Task objective. Put the rows below into a JSON list of strings, one string per line, skipping blank lines and leaving out the pictures.

[Outline annotation rows]
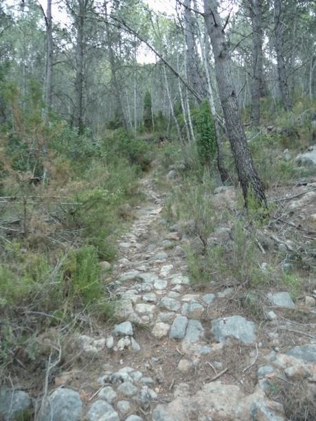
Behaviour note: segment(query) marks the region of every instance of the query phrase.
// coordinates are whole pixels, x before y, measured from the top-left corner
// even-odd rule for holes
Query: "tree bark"
[[[251,120],[253,127],[258,127],[260,123],[260,98],[263,91],[261,0],[251,0],[250,8],[253,43]]]
[[[286,71],[285,67],[284,52],[283,47],[281,0],[274,0],[274,32],[275,36],[275,52],[278,61],[278,78],[281,93],[282,106],[286,111],[292,110],[292,103],[289,92]]]
[[[225,36],[225,28],[221,23],[217,2],[216,0],[203,1],[206,27],[213,48],[219,97],[245,203],[247,206],[249,194],[252,193],[259,203],[267,206],[264,190],[250,154],[233,87],[230,51]]]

Exercise answer.
[
  "Behaviour note: segment(query) marks the region of every instance of the query phrase.",
  "// coordinates are whole pixels, x before y, measured from the top-left corner",
  "// even-odd rule for holes",
  "Query: \"tree bark\"",
  "[[[251,120],[253,127],[258,127],[260,123],[260,98],[263,91],[261,0],[251,0],[250,8],[253,43]]]",
  "[[[286,71],[285,67],[284,52],[283,47],[281,0],[274,0],[274,32],[275,36],[275,52],[278,61],[278,78],[281,93],[282,106],[286,111],[292,110],[292,103],[289,92]]]",
  "[[[225,36],[225,28],[221,23],[217,2],[216,0],[203,1],[206,27],[213,48],[219,97],[245,203],[247,206],[249,194],[252,193],[259,203],[267,206],[264,190],[250,154],[233,87],[230,51]]]"
]